Passage to read —
The medical school where I work recently celebrated its 50th graduation ceremony. Congratulations to all of the graduates from the med school, the graduate school of biomedical sciences, and the graduate school of nursing on their accomplishments. Congrats to the family members, friends, partners, faculty, mentors, and all who supported and cheered and celebrated along the way. It’s always a nice time to reflect on whatever small role I may have played in helping our students make it through this chapter in their lives. Celebrate!
More good feelings can be had for watching our university, at this point in its own journey, grow. We’re building buildings, growing class sizes, bringing on affiliate locations for students to learn. We’re producing significant research and winning awards and all-around hitting our stride.
Except…
We’re facing budget cuts and hiring freezes, the very things that run counter to growth and celebration. If anything, they bring a quick silence to any spirit of joy.

Exercise tasks —
(1) According to the medical school passage, which graduation ceremony did the medical school recently celebrate?
(2) For each statement, say whether it agrees with the medical school passage: (a) The university is facing budget cuts and hiring freezes. (b) Class sizes at the university are shrinking. (c) Graduates of the graduate school of nursing are congratulated.
(3) Reproduce the stretch of the medical school passage from "More good feelings" through "spirit of joy.".
The records that follow have nothing to do with any of this.

Recorded data

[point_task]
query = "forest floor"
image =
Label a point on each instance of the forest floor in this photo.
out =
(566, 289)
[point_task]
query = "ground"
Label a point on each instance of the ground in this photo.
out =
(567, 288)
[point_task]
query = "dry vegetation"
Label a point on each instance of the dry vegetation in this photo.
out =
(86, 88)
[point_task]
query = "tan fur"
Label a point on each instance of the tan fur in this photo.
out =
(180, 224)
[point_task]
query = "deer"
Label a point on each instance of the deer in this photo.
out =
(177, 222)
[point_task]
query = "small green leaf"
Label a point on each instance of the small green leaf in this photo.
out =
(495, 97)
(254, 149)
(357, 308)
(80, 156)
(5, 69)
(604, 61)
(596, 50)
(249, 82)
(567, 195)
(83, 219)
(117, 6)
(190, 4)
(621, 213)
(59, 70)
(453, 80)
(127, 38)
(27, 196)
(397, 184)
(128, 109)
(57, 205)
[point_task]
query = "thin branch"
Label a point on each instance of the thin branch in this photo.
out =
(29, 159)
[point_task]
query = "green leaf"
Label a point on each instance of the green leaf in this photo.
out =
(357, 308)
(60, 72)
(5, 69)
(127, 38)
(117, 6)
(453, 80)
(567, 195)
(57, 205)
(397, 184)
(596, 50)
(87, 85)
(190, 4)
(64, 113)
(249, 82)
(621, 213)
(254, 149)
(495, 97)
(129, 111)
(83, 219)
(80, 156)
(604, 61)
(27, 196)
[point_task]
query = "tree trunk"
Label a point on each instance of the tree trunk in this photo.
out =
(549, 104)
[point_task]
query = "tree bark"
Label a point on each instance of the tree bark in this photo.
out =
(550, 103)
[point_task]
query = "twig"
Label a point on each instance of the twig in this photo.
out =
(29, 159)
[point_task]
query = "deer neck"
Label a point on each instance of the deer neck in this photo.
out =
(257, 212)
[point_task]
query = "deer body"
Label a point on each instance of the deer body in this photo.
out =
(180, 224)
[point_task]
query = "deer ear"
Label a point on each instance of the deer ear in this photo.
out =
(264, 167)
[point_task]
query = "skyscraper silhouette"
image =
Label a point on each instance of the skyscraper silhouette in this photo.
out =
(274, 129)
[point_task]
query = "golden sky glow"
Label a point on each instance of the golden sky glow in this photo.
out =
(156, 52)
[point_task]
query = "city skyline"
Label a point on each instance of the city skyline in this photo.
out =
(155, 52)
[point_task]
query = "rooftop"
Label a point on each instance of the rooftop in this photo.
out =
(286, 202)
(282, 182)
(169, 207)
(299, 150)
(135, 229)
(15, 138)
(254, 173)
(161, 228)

Answers by item —
(1) Its 50th graduation ceremony.

(2)
(a) Yes: "We’re facing budget cuts and hiring freezes"
(b) No: "growing class sizes"
(c) Yes: "Congratulations to all of the graduates from the med school, the graduate school of biomedical sciences, and the graduate school of nursing"

(3)
More good feelings can be had for watching our university, at this point in its own journey, grow. We’re building buildings, growing class sizes, bringing on affiliate locations for students to learn. We’re producing significant research and winning awards and all-around hitting our stride.
Except…
We’re facing budget cuts and hiring freezes, the very things that run counter to growth and celebration. If anything, they bring a quick silence to any spirit of joy.